Red Famine: Stalin’s War On Ukraine
By Anne Applebaum
Doubleday, September 2017
464 pages

A review by Norman Naimark

With the publication of Red Famine: Stalin’s War on Ukraine, Pulitzer Prize-winning writer, journalist, and historian Anne Applebaum has inaugurated a new stage in the historiography of the 1932–33 Ukrainian famine, known as the Holodomor—literally “the hunger-extermination.” Her elaborately documented, comprehensive history has benefited from Ukrainian and Russian archives on the subject, which since 1991 have been accessible, for the most part, to Ukrainian and Western scholars, and from Harvard’s resource-rich Ukrainian Research Institute. Like Robert Conquest’s 1986 masterpiece Harvest of Sorrow, which set the standard for understanding the Holodomor, Applebaum’s study is written in seemingly effortless, accessible prose, and her many years living in and writing about Eastern Europe have sharpened her sensitivities to what is important in the history of Soviet-Ukrainian relations. All of these elements have combined to produce an exceptionally readable book that evidences mastery of the recently published rich Ukrainian historical literature and document collections.

Applebaum’s tack in understanding the Holodomor is to follow two interrelated, sometimes indistinct stories that dominate relations between Moscow and Ukraine in the post-revolutionary period. One is the development of Ukrainian national consciousness after 1917 Revolution and the civil war that ensued. The shift in Soviet policies towards “indigenization”— in the case of Ukraine, Ukrainianization—after the fierce fighting during the civil war was viewed by Moscow as a way to gain Ukrainian loyalty to the Soviet cause. The promotion of Ukrainian language, culture, and history in the mid- and late 1920s was meant to bring Ukraine into conformance with Moscow’s policies while allowing Ukraine the chance to proceed to modernize, guided by a Ukrainian Communist Party that represented its people and their road to socialism.

When Stalin seized control of the Soviet political machine and inaugurated the “Second Revolution” (collectivization and the First Five-Year Plan), in 1928, and when his plans ran into obstacles in Ukraine and elsewhere, Ukrainianization was perceivedas a threat to Moscow’s goals. Stalin, as was his wont, launched an attack on his alleged Ukrainian opponents: Ukrainian political and cultural leaders were removed from office; Ukrainian cultural institutions were closed down; and even the newly formulated Ukrainian alphabet was banned from use. Applebaum makes clear that the timing of the attack on the Ukrainian national elite, the arrest, deportation, and shooting of Ukrainian writers, politicians, and educational figures (some 200,000 altogether), which took place concomitantly with the Holodomor, in 1932–33, was not coincidental. It reflected rather a concerted effort on the part of Stalin and his cronies to curtail what they felt were dangerous trends towards Ukrainian independence that had emerged initially during the civil war but that had, in their view, accelerated during the period of collectivization.
-- -- --
Set problem. Repeat the book review word for word, starting at the words "Applebaum’s tack in" and stopping after "road to socialism.". The items after this have no connection to the book review.

Dataset excerpts on pointing at objects
-- -- --
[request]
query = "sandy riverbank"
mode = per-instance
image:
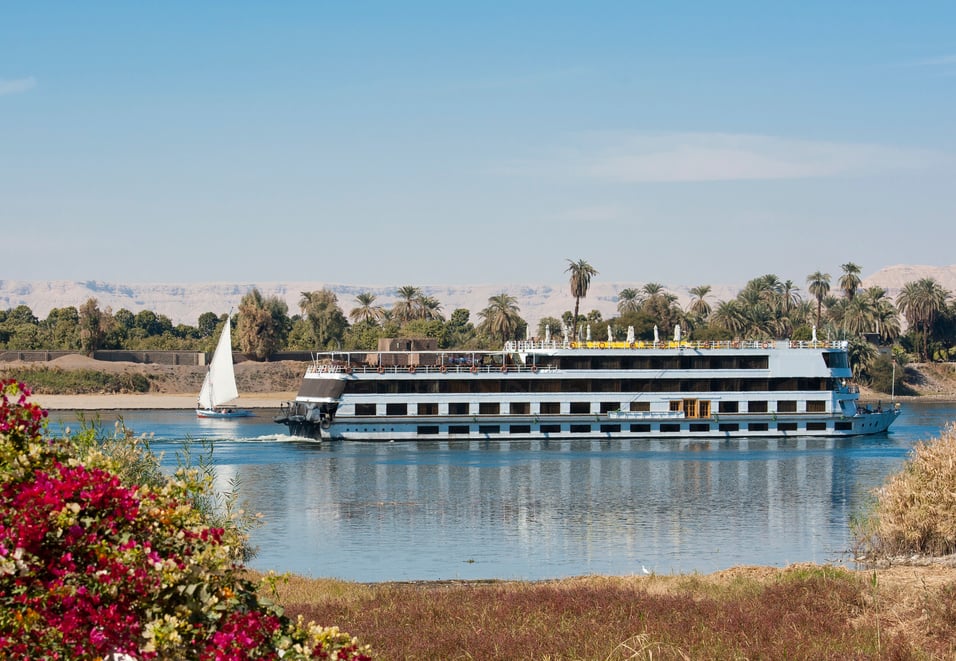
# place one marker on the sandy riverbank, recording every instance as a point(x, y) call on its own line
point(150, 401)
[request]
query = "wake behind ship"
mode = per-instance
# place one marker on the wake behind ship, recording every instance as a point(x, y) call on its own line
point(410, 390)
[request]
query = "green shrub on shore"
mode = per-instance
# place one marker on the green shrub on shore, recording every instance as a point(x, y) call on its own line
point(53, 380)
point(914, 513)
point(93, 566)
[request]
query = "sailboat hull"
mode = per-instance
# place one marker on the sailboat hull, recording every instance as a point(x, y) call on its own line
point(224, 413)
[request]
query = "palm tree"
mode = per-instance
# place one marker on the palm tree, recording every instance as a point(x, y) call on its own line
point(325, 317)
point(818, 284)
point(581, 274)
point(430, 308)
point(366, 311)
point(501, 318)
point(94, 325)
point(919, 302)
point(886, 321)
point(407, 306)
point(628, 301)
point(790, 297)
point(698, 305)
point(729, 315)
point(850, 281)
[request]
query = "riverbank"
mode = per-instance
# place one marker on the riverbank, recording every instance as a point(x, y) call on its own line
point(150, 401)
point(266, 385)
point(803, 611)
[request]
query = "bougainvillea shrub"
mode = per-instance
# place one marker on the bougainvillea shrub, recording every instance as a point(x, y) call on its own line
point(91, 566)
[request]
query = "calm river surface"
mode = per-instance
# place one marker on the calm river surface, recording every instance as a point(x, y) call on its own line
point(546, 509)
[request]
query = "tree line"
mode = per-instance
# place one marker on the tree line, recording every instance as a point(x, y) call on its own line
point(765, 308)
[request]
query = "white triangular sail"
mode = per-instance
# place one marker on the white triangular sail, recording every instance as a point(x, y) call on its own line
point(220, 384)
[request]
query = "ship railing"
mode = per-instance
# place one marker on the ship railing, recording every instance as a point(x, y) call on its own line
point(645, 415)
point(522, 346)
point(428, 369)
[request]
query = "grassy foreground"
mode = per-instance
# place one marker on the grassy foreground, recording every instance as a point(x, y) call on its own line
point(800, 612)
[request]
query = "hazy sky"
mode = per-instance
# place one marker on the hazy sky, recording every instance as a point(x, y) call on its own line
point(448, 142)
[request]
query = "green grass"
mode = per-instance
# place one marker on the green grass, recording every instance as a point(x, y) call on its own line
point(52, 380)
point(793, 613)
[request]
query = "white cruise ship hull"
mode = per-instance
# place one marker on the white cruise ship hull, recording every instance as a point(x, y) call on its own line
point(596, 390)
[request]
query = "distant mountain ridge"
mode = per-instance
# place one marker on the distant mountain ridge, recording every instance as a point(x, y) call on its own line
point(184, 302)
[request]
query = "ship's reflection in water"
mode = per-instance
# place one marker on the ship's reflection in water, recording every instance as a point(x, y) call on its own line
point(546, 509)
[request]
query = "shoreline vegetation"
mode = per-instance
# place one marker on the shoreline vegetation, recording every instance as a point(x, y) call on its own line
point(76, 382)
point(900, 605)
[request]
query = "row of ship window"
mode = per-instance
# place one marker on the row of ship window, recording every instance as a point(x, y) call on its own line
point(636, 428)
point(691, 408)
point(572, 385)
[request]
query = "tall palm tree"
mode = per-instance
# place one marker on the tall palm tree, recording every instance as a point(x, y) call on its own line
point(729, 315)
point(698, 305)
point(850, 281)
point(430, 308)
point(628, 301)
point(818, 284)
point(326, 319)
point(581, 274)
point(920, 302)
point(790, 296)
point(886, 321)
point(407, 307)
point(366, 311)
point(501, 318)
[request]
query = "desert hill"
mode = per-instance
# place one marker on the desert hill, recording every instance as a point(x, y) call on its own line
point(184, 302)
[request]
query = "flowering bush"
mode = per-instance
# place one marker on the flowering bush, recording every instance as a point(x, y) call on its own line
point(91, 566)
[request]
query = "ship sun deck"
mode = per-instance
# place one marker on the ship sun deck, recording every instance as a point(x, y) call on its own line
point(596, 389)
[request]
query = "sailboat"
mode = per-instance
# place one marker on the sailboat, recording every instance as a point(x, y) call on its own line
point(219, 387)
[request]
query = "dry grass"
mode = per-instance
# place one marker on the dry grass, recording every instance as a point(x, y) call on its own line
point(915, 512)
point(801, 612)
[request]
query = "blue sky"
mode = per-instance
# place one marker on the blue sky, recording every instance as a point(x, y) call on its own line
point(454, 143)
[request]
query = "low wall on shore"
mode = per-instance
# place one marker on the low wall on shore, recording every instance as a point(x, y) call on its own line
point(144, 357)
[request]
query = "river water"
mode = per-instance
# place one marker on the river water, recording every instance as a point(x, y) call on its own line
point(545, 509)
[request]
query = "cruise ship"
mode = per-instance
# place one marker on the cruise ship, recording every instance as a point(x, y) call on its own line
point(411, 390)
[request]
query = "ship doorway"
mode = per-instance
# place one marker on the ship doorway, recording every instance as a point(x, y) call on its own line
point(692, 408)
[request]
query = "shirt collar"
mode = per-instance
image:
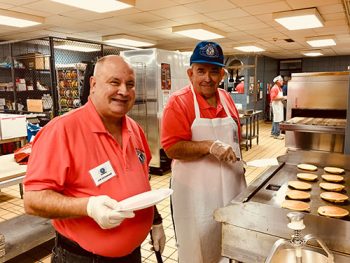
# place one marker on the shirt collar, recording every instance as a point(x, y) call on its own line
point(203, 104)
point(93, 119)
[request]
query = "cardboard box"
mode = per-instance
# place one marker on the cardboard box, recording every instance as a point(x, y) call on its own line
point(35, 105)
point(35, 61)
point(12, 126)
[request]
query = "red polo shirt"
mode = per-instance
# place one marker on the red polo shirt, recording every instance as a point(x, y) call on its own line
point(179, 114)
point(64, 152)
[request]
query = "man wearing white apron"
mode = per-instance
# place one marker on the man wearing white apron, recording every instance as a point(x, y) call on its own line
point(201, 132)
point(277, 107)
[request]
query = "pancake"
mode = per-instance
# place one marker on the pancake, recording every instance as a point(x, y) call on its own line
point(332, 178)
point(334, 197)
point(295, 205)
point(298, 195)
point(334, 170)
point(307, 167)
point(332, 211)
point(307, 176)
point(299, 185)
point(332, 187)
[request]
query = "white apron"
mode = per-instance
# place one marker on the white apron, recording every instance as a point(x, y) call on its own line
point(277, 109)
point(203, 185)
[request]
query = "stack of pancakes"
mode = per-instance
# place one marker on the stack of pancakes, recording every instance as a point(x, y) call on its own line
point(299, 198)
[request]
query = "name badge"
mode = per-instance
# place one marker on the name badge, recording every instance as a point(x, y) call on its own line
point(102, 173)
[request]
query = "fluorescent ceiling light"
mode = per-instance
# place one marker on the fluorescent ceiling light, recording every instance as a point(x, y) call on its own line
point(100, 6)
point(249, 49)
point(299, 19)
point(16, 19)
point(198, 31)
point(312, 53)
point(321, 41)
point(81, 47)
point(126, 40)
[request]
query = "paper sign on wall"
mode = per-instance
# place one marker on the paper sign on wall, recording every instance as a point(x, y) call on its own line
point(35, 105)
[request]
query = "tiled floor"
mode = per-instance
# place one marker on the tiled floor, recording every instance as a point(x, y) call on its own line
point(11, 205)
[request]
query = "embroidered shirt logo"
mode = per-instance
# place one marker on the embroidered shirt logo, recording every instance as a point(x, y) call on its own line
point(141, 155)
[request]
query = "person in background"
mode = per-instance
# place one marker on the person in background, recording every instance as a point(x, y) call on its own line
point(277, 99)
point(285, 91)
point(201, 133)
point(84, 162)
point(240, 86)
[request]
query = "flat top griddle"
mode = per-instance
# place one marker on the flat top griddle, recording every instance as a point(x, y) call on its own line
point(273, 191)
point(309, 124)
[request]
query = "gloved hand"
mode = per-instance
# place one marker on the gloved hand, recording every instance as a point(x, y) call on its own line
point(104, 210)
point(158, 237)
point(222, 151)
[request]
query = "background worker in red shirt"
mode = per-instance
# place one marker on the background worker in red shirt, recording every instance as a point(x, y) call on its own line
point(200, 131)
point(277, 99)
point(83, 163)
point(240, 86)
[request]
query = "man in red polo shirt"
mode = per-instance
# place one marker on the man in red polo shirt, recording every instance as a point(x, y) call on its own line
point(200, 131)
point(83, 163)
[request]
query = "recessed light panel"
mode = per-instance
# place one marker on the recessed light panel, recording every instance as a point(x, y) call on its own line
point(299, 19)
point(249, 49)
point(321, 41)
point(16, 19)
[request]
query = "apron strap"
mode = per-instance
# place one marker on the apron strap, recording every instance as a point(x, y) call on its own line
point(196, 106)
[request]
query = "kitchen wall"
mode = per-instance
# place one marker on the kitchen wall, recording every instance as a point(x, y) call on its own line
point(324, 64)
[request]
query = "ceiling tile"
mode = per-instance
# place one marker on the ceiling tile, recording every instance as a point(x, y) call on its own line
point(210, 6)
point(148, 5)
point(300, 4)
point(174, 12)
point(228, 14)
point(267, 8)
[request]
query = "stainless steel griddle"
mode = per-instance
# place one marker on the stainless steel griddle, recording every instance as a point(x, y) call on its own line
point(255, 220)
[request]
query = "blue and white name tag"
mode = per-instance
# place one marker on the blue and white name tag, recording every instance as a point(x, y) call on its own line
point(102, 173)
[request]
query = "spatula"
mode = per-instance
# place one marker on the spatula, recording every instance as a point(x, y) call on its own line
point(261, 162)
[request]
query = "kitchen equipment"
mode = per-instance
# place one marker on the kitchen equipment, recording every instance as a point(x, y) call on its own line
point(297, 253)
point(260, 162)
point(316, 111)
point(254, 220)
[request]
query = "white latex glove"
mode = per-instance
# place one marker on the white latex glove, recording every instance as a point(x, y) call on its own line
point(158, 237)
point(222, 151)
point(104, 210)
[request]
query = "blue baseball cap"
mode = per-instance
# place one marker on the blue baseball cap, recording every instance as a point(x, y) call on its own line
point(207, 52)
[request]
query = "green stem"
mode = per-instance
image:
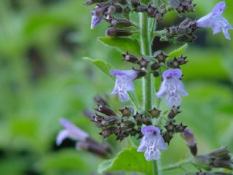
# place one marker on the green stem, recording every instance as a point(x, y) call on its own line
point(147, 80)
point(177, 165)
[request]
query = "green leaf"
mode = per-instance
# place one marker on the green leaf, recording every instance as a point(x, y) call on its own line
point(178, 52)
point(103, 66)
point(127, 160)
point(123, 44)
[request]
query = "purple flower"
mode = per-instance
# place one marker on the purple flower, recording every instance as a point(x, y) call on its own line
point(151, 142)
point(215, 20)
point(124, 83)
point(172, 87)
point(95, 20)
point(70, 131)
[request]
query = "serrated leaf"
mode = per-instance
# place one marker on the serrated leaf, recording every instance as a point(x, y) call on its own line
-- -- --
Problem solution.
Applebaum’s tack in understanding the Holodomor is to follow two interrelated, sometimes indistinct stories that dominate relations between Moscow and Ukraine in the post-revolutionary period. One is the development of Ukrainian national consciousness after 1917 Revolution and the civil war that ensued. The shift in Soviet policies towards “indigenization”— in the case of Ukraine, Ukrainianization—after the fierce fighting during the civil war was viewed by Moscow as a way to gain Ukrainian loyalty to the Soviet cause. The promotion of Ukrainian language, culture, and history in the mid- and late 1920s was meant to bring Ukraine into conformance with Moscow’s policies while allowing Ukraine the chance to proceed to modernize, guided by a Ukrainian Communist Party that represented its people and their road to socialism.